:: Materials provided ::

************

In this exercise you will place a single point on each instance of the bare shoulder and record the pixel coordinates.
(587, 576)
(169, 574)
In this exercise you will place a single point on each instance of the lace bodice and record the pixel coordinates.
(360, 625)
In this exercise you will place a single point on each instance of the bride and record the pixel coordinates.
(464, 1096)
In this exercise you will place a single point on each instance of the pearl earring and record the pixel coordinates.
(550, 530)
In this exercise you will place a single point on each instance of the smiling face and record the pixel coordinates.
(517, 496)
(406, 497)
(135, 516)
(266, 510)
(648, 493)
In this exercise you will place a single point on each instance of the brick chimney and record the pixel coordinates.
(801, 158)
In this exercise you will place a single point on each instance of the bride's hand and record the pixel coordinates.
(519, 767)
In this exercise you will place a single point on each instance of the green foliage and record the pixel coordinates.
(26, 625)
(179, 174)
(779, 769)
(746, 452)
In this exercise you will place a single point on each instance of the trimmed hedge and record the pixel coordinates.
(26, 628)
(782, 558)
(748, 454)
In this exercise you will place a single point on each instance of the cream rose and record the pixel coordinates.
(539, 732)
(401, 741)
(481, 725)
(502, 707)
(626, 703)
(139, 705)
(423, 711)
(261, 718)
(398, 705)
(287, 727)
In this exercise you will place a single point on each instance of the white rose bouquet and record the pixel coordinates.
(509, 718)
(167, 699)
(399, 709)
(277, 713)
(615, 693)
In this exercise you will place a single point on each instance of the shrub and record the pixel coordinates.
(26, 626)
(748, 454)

************

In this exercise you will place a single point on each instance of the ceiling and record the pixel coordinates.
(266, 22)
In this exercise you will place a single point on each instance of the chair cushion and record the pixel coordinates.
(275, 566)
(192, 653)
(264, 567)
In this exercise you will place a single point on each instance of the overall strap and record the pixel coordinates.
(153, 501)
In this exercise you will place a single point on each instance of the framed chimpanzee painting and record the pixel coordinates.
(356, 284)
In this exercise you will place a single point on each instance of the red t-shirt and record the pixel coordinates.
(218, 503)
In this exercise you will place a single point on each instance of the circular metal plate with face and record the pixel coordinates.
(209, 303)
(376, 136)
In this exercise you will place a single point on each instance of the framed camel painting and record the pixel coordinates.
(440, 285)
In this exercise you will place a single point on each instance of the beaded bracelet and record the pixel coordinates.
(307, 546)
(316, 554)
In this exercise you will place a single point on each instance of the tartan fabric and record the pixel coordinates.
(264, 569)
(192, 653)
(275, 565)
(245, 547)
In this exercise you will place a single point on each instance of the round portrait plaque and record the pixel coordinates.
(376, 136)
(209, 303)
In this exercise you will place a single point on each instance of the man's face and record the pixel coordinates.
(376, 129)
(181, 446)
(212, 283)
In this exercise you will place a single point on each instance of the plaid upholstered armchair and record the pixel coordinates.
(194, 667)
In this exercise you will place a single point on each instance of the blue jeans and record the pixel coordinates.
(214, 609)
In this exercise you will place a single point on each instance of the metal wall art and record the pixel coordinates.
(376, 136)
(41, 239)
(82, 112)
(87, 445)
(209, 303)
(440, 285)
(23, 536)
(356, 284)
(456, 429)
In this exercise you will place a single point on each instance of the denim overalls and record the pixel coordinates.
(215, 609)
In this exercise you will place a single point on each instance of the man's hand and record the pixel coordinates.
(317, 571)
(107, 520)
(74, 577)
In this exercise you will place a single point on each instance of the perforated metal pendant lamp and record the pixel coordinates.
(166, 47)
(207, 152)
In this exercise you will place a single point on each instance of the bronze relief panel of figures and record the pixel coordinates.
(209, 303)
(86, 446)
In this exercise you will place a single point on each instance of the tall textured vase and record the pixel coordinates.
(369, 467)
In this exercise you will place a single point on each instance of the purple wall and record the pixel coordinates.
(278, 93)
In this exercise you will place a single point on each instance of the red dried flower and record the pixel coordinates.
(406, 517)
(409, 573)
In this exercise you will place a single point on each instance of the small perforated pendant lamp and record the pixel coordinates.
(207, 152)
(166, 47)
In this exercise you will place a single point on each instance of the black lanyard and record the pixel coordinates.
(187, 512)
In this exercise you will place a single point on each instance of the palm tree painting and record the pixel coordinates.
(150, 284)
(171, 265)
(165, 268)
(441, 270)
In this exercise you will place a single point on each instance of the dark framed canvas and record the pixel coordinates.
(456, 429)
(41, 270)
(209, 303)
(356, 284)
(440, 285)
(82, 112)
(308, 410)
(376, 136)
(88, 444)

************

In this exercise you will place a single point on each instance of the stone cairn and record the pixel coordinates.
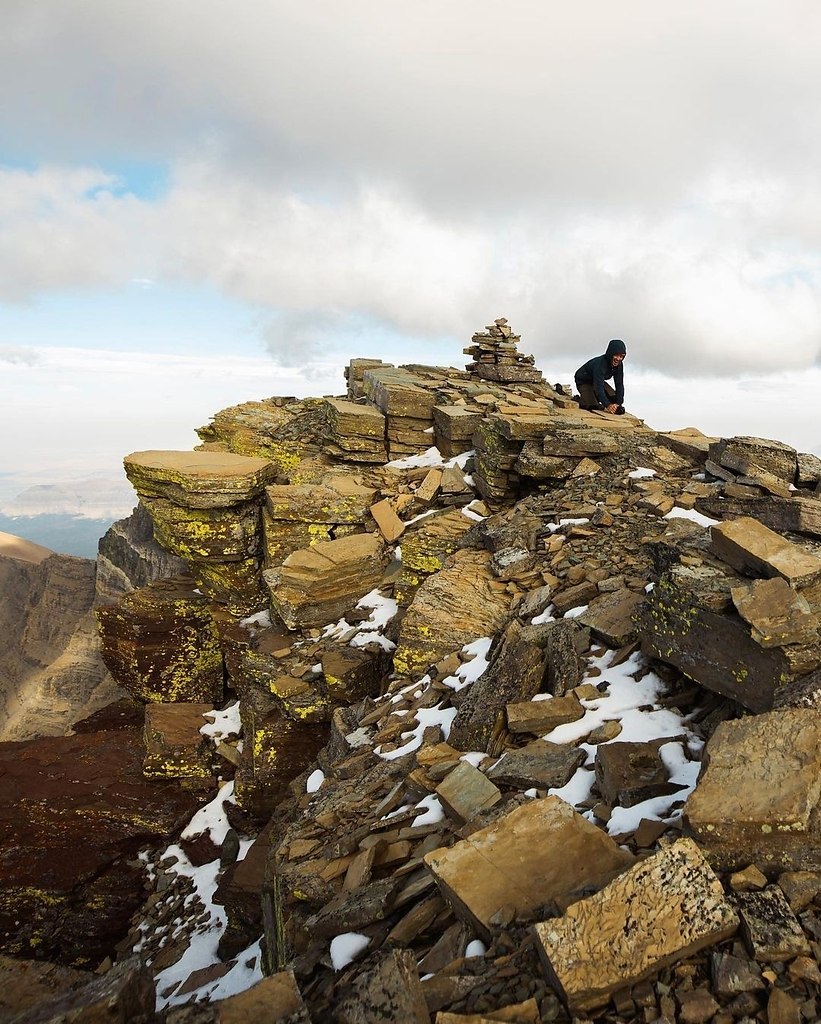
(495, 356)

************

:: Task objective ::
Copy out the rows starting at the line that contains "shoulder and record the pixel coordinates." and ending at the line that contains "(464, 1096)", keeping the requests unchanged. Shift every answer coordinate by adding 55 to each number.

:: Solution for this problem ::
In this exercise you will place a single point on each instance of the bare shoulder and record the pixel coordinates.
(642, 631)
(224, 629)
In this exercise you will place a single point on each instance of the lace bodice and record the pixel coordinates.
(415, 680)
In this exercise you will place a single point on each instance of the bride and record the pixel coordinates.
(519, 1151)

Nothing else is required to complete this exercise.